Work required
Leaving the images aside, print every record in the material exactly.

Material for this exercise
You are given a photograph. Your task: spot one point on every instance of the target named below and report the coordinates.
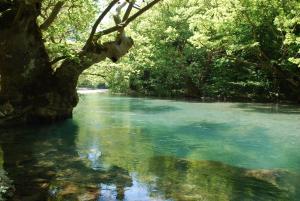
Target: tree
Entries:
(223, 49)
(34, 85)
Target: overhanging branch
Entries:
(57, 8)
(127, 21)
(98, 21)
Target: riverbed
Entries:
(139, 149)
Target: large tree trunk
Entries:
(30, 90)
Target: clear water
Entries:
(136, 149)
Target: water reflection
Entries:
(44, 165)
(151, 150)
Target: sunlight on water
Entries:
(137, 149)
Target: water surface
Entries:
(137, 149)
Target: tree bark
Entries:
(30, 90)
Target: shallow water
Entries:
(136, 149)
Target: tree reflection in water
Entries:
(44, 165)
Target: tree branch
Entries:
(126, 22)
(94, 74)
(58, 6)
(58, 59)
(98, 21)
(127, 13)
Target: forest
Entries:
(224, 50)
(149, 100)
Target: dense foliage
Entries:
(223, 49)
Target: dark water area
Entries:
(137, 149)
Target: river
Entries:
(139, 149)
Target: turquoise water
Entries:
(122, 148)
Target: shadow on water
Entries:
(209, 180)
(269, 108)
(44, 165)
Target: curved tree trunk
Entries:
(30, 90)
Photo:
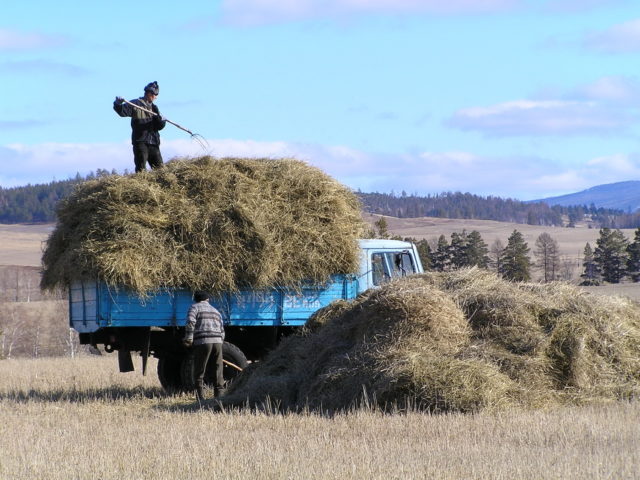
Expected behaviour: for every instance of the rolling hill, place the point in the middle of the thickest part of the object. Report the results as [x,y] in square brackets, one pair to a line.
[623,196]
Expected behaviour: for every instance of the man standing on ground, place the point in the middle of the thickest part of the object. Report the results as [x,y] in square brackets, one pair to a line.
[145,127]
[205,331]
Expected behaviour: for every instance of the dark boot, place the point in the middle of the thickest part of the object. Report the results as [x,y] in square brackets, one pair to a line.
[199,394]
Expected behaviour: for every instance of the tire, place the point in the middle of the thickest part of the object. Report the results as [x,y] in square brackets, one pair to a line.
[169,374]
[230,353]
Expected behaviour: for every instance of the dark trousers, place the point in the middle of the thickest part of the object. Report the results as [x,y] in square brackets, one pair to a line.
[145,152]
[201,355]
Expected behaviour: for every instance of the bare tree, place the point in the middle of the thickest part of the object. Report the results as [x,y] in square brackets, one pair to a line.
[567,268]
[547,256]
[496,252]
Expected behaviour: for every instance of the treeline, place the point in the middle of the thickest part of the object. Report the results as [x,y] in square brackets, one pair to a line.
[469,206]
[614,259]
[511,261]
[37,203]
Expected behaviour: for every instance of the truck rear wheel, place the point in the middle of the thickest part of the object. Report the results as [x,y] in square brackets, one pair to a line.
[230,353]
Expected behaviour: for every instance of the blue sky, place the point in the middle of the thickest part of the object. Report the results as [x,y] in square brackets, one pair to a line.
[516,98]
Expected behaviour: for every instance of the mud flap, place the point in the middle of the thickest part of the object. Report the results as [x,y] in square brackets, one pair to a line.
[145,351]
[124,360]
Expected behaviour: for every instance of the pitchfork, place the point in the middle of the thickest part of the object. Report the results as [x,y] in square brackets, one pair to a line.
[198,138]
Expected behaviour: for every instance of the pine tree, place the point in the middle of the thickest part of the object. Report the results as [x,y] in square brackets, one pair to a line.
[383,228]
[590,273]
[516,264]
[611,255]
[458,250]
[440,259]
[547,255]
[477,250]
[633,263]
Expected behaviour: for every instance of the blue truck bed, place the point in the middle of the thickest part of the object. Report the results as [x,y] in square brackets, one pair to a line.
[94,305]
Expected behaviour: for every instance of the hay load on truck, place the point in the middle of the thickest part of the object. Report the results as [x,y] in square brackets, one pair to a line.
[273,241]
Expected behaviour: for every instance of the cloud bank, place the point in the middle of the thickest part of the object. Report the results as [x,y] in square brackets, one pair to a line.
[12,40]
[603,107]
[261,12]
[514,176]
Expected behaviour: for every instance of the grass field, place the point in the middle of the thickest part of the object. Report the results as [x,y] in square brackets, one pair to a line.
[22,244]
[79,418]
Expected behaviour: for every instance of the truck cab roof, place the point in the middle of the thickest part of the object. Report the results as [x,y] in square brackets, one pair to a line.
[379,243]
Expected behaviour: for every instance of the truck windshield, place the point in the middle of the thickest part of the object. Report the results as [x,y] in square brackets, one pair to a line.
[388,265]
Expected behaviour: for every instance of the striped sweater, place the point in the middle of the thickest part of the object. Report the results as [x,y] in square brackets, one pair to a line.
[204,324]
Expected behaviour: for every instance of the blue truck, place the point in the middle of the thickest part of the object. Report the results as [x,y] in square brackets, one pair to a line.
[255,320]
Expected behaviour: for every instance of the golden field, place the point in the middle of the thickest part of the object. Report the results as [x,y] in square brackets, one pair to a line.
[80,419]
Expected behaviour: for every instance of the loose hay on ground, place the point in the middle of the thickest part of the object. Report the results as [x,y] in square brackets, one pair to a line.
[457,341]
[218,224]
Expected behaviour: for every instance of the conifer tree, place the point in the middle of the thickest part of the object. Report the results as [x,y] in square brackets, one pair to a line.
[383,227]
[440,260]
[590,274]
[424,251]
[547,256]
[633,262]
[516,264]
[458,250]
[611,255]
[496,253]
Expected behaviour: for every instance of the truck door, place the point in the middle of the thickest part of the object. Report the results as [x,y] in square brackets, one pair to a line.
[389,264]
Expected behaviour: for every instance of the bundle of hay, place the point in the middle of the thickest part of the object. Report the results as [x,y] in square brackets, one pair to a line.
[216,224]
[460,341]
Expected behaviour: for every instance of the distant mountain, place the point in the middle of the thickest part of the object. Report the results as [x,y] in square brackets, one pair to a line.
[623,196]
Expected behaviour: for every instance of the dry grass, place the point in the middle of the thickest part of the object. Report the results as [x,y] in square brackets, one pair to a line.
[571,241]
[79,419]
[217,224]
[457,341]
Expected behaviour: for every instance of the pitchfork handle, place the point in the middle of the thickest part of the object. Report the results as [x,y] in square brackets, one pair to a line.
[154,113]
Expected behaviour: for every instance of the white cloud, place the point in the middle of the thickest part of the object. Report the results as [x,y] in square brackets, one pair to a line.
[260,12]
[621,38]
[605,106]
[612,88]
[14,40]
[571,6]
[547,117]
[426,172]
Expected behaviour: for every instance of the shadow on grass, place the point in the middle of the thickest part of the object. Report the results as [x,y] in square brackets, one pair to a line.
[113,393]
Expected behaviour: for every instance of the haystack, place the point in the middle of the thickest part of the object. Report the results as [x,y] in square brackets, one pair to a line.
[460,341]
[205,223]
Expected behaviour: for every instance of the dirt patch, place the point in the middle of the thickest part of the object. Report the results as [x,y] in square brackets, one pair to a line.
[460,341]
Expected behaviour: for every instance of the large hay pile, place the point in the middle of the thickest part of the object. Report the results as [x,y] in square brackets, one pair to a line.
[460,341]
[217,224]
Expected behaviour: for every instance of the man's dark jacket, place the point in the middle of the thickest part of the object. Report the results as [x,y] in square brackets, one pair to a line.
[144,126]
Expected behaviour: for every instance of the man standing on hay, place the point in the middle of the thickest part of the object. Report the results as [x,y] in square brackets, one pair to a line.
[145,127]
[205,332]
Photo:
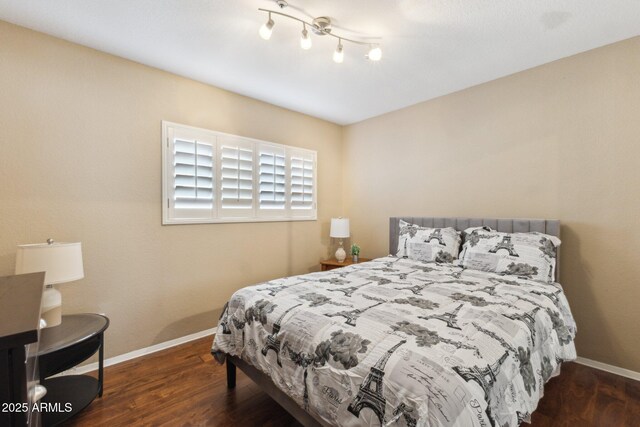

Task solution
You are given a photograph. Your task: spot one point on every instance of the target named below and report the coordinates.
Target: tree
Entries:
(223, 49)
(34, 85)
Target: overhanging branch
Entries:
(57, 8)
(127, 21)
(98, 21)
Target: riverbed
Entries:
(139, 149)
Target: large tree trunk
Entries:
(30, 90)
Target: clear water
Entries:
(136, 149)
Target: water reflection
Entries:
(44, 165)
(151, 150)
Target: sunlight on water
Entries:
(137, 149)
Target: water surface
Entries:
(137, 149)
Target: tree bark
Entries:
(30, 90)
Target: shallow water
Entries:
(136, 149)
Target: tree reflection in water
Entries:
(44, 165)
Target: tree branch
Entries:
(126, 22)
(94, 74)
(58, 6)
(58, 59)
(98, 21)
(127, 13)
Target: forest
Entries:
(224, 50)
(149, 100)
Target: dense foliage
Entries:
(223, 49)
Target: dark water area
Entries:
(137, 149)
Target: river
Entries:
(139, 149)
Target: turquoise water
Entries:
(122, 148)
Target: shadow on water
Entries:
(209, 180)
(269, 108)
(44, 165)
Target: curved tree trunk
Entries:
(30, 90)
Photo:
Expected behaviour: for every instance of the rolling hill, place the point in the middle of the thickest part of the object. Report the results as [x,y] in square brackets, one pair to a line.
[623,196]
Expected behaviour: for every instance of the man standing on ground, place the point in the middle of the thickest part of the object. Report the results as [x,y] in square brackets, one pair to a line.
[145,127]
[205,331]
Expected behaviour: for every instance of the dark boot, place the point in the middle of the thickest part of the object. Report the results as [x,y] in square brackets, one pair to a line.
[199,394]
Expected behaviour: for every instance of the tire, place the point in the middle of the thickest part of the object. Report the results as [x,y] in square brackets, one pair to a line.
[169,374]
[230,353]
Expected behaviour: for every instance of the dark trousers, place the point in the middle of the thickest part of the object. Report the results as [x,y] in square brackets, one pair to a line.
[145,152]
[201,355]
Expected behaviour: for every instance of the bare tree, place the point in the middle of the thickest part of the object. Report the results as [x,y] in square brackets, one pair to a line.
[567,268]
[547,256]
[496,252]
Expected behaviour: for every instance of the treeline, place the point in the middle of the thickest part of the object. Report the results as [x,y] in square brackets, one pair to a line.
[469,206]
[614,259]
[511,261]
[37,203]
Expected behaviour: for every instance of the truck rear wheel, place the point in the middle of the thickest part of the object. Report the results as [x,y] in square brackets, one pair to a line.
[230,353]
Expected behaviour: for every instance of the blue sky, place the point in the middle of the thickest part of the object. Report the results as [x,y] in square brackets, one pair to a line.
[516,98]
Expected behaviour: for every instance of the mud flap, place the point in the middle of the thickest part of the object. Report the results as [x,y] in square brackets, one pair to a line.
[145,351]
[124,360]
Expected behaviour: for every instance of the pitchfork, place the point in the middle of the thickest part of the object. Report the results as [x,y] in square brackets, one pair to a line.
[198,138]
Expected behaviour: for every instance of the pine tree, place the point in the middle of the thickest part of the object. Report the results as [x,y] in square brackets, one pair to a line.
[383,228]
[590,273]
[516,264]
[611,255]
[458,250]
[440,259]
[547,255]
[477,250]
[633,263]
Expected behaviour: for every instance of the blue truck bed, place the point in the middle of the thickest part of the object. Report the results as [x,y] in square brackets, one pair to a line.
[94,305]
Expected behaviour: for every instance of the hay load on truck, place the point in the middle of the thickest part of the object. Report the results as [x,y] in square brackets, one pair to a line.
[273,241]
Expected behaviour: for every instance of the cloud bank, place the point in the middle of the thickest part of the object. Report the results as [x,y] in square brackets, one pair to a line.
[12,40]
[603,107]
[261,12]
[514,176]
Expected behaviour: for every instance of the grass field, place the point in the middle of the thickest part of the object. Report the results as [x,y] in square brackets, one pair to a line.
[22,244]
[79,418]
Expected behaviour: for every instance of the truck cab roof, place the point in the middle of the thickest part of the object. Report the results as [x,y] in square brackets, one pair to a line.
[379,243]
Expected behaviour: for every instance of the truck windshield, place the point in the middle of the thickest part of the object. Report the results as [x,y] in square brackets, one pair to a line.
[388,265]
Expected behaviour: for every instance of the striped sweater, place the point in the middle of the thickest part of the object. Report the results as [x,y] in square brackets, one pair to a line.
[204,324]
Expected behaviour: for every instance of the blue truck, place the point in the middle of the thickest part of the object. Report the results as [x,y] in square brackets, one pair to a line.
[255,320]
Expected behaviour: for every instance of the golden field, place the point in the middle of the thickest part of the object. Report the results as [x,y] in square brackets, one pair to a line.
[80,419]
Expected behaviour: for every instance of the loose hay on ground, place the point in the middle of the thickest part of the object. Report the results as [x,y] in square brackets, one pair to a line.
[457,341]
[218,224]
Expected behaviour: for every instance of the conifer tree, place the point in the middle of the thickest part of the object. Report the results as [x,y] in square brackets, one pair to a line.
[383,227]
[440,260]
[590,274]
[424,251]
[547,256]
[633,262]
[516,264]
[458,250]
[611,255]
[496,253]
Expected behaviour: for every instance of the truck door, place the point in the middle of the thickest part of the object. Report the results as [x,y] in square brackets, one pair to a line.
[389,264]
Expected behaviour: for every instance of the bundle of hay, place the point in the middle of the thickest part of the object. Report the results as [x,y] in square brackets, one pair to a line.
[216,224]
[460,341]
Expected behaviour: for every instance of the distant mountain, place the point in the middle of the thickest part of the object. Report the results as [x,y] in square brackets, one pair to a line.
[623,196]
Expected behaviour: for every instance of the dry grass, place the point in the middle of the thickest part of the object. Report the results as [x,y] in square brackets, one pair to a line.
[571,241]
[79,419]
[217,224]
[457,341]
Expected behaviour: for every instance of the pitchfork handle, place the point in the middle of the thickest part of the object. Report the results as [x,y] in square brackets, one pair to a line.
[154,113]
Expected behaviour: for every instance of the white cloud, place the point in the middle of the thickest part of the object. Report the results as [x,y] in square brackets, one pair to a line.
[260,12]
[621,38]
[605,106]
[612,88]
[14,40]
[571,6]
[547,117]
[426,172]
Expected behaviour: for every instance of the shadow on grass, place the point in the middle of the thickest part of the object. Report the results as [x,y] in square brackets, one pair to a line.
[113,393]
Expected behaviour: for every instance of the haystack, place the point in the middle of the thickest part of the object. Report the results as [x,y] in square brackets, one pair to a line.
[460,341]
[205,223]
Expected behaviour: for every instance of the dirt patch, place the point in the middle of the thickest part of the object. Report the results as [x,y] in square brackets, one pair to a line.
[460,341]
Expected behaviour: for every instance of the large hay pile, place the point in the middle of the thickest part of the object. Report the results as [x,y] in square brackets, one pair to a line.
[460,341]
[217,224]
Expected behaviour: for every instance of the man's dark jacket, place the point in the middle of the thickest part of the object. Report the results as [x,y] in square brackets, one pair to a line.
[144,126]
Expected behaviour: for every instance of the man standing on hay, place the point in the middle of the thickest part of the object. Report the results as [x,y] in square brackets, one pair to a line.
[145,127]
[205,332]
Photo:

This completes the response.